My sole point regarding knowledge-that P was that if we
 legitimately deny that
Alice knows-that P if she does not believe-that P, then I don't see why we
cannot legitimately deny that Alice believes-that P under the described
conditions. A subsidiary question is then what is Alice doing if not believing?
Or, if preferred, how are we to characterize her mental state? 

And, yes, I assume JTB theory for my purposes here. So those amongst us who
pretend to be replying to my questions, and yet insist on hijacking the
discussion in order to cast sticks and stones against the theory, and engaging
in crass ad hominem argument, let me just say that your epistemic and moral
virtues are not showing. If we want a lecture on JTB theory, I'm sure most of
us can find someone reasonably well-informed on it, and one possessing the tact,
the basic manners, and respect for others that genuine philosophical discussion
requires. 

Walter O
MUN


Quoting Jlsperanza@xxxxxxx:

> McEvoy was extending the use of 'know' to plants (notably trees as they  
> extend their roots, but stop when they find a table of water). However, he  
> refuses the extend the use of 'know' to 'minerals'. 
>  
> His reasons below (in ps). 
>  
> I wonder, however, if the arguments he offers against those who would NOT  
> extend the use of 'know' to a tree may not be applied to his own
 arguments  
> against the use of 'know' as applied to minerals.
>  
> McEvoy had previously said:
>  
> "To rebut this by stipulation as what 'knowledge' means is facile and  
> beside the point: and will amount, perhaps unwittingly, to substituting a
> verbal 
>  problem for a substantive one."
>  
> It seems McEvoy is relying on a semantic argument to disallow minerals to  
> hold 'knowledge'. Or not. I should revise his cases. 
>  
> Keywords here should be:
> 
> PANPSYCHISM
> and of course
> DAWKINS
>  
> Oddly, one note in the Grice Collection, now
 at UC/Berkeley
 (Bancroft  
> Library), written on an airlplane, reads, "Read Dawkins". And I would not be 
> 
> surprised if Grice would end up agreeing (or, for that case, disagreeing)
> with 
>  Dawkins.
>  
> We have had on previous discussions covered with McEvoy the idea of a  
> mechanist vs. a teleological (or as he might prefer, 'adaptive') explanation,
>  
> and I appreciate his examples of 'mineral' or inorganic matter as displaying 
> 
> what McEvoy sees as 'pseudo-adaptive'.

JOB A: List every person named in the discussion post on knowledge and belief, leaving out the email address.
JOB B: Write the next part of the discussion post on knowledge and belief, starting after its last sentence.

EXTRACTED ENTRIES:
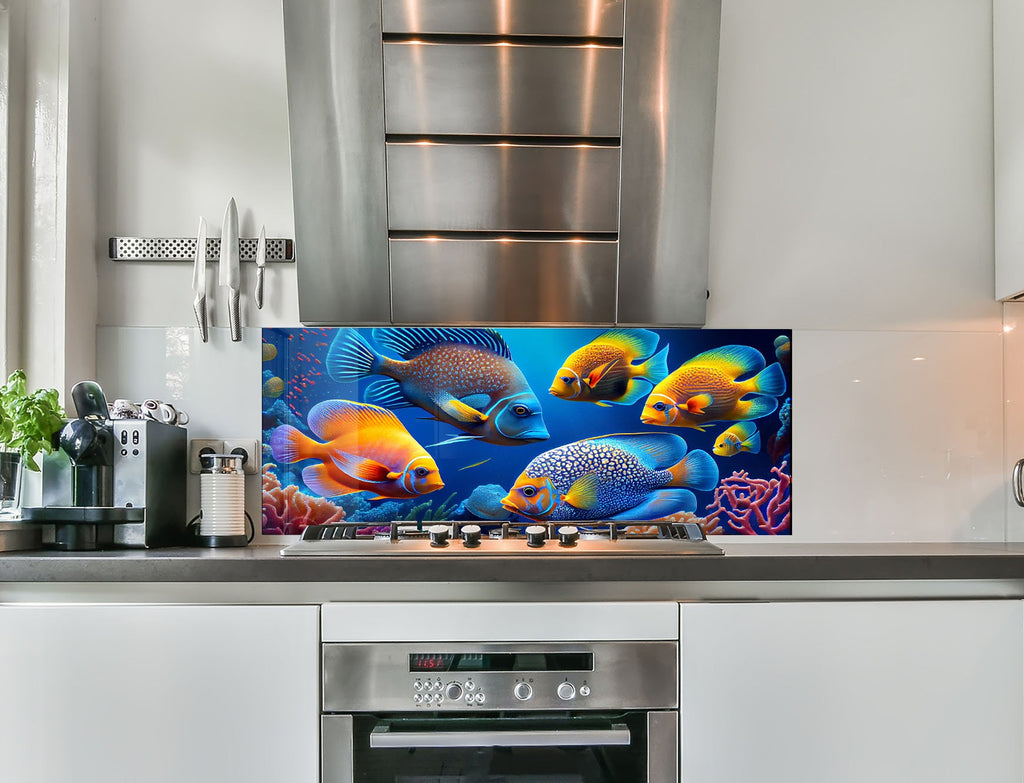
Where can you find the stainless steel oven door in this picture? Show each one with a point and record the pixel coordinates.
(627, 747)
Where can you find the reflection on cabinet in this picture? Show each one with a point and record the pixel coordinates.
(852, 692)
(162, 694)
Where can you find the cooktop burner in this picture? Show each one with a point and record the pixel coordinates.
(596, 537)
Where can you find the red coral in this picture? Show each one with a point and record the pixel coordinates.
(753, 506)
(288, 511)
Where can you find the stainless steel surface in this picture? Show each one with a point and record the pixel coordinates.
(475, 280)
(663, 747)
(502, 187)
(523, 17)
(336, 749)
(229, 276)
(617, 734)
(260, 267)
(502, 89)
(279, 251)
(669, 101)
(199, 281)
(336, 120)
(626, 676)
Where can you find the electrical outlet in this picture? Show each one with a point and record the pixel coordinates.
(250, 450)
(199, 446)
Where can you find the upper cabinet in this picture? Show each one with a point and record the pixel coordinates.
(502, 161)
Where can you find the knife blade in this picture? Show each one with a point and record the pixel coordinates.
(229, 275)
(199, 281)
(260, 264)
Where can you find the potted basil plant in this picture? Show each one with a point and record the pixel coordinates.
(28, 424)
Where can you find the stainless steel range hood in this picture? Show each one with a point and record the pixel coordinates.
(502, 161)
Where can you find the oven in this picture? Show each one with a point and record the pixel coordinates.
(435, 711)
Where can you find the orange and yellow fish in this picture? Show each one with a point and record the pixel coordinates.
(740, 437)
(603, 372)
(366, 448)
(708, 389)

EXERCISE RESPONSE A: Alice, Walter O, McEvoy, Dawkins, Grice

EXERCISE RESPONSE B:
>  
> Panpsychism seems the right keyword. Animism, too, perhaps -- which we know 
>  is a feature of primitive thinking (so-called -- not by me). Grice for 
> example  noted that some uses of 'mean' still carry this feature of animism:
>  
> Smoke means fire.
>  
> Surely smoke cannot 'mean'. "Mean" is cognate with "mind", which is the  
> Anglo-Saxon way to express the idea of a 'soul' (hence McEvoy's Hellenistic 
> 
> term, 'Panpsychism', from psyche, Greek for soul, or my Animism, from Latin 
> 
> Anima, and animus).
>  
> R. Paul wonders:
>  
> >What do sticks and stones know, if anything?
>  
> and goes on to
>  
> >thank [McEvoy] for this [his post on pseudo-adaptive strategies in  
> minerals].
>  
> from which I gather the implicature:
>  
> >what do sticks and stones know, if anything?
>  
> is
>  
> "Nichts",
>  
> as the Austrian engineer would say.
>  
> I'm glad to hear from A. Palma that he admires G. Kreisel, of the former  
> Habsburg Empire, too.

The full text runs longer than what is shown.